- **WHAT TO PRODUCE**: An acceptable answer repeats exactly the line with "unit. Thank you!" and each line after it through the end of the entries, and includes nothing else.

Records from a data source

■ ■ ■ ■ ■

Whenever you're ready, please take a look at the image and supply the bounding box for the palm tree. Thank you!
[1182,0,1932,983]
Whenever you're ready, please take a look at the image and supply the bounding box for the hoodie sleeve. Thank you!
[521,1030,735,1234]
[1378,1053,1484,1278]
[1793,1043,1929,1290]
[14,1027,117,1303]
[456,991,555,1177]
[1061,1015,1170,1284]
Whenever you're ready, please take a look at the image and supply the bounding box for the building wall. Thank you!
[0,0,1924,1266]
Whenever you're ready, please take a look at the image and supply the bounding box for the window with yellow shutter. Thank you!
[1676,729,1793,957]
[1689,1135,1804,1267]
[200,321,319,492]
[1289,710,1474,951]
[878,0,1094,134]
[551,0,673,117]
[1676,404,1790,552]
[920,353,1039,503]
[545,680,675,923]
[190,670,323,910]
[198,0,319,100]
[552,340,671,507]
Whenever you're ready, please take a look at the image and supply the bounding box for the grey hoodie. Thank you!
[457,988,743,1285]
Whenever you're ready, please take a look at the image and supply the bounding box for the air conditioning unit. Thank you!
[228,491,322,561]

■ ■ ■ ■ ■

- **ANSWER TO THIS TASK**:
Whenever you're ready, please take a look at the image and supply the bounding box for the air conditioning unit. Thank you!
[228,491,322,561]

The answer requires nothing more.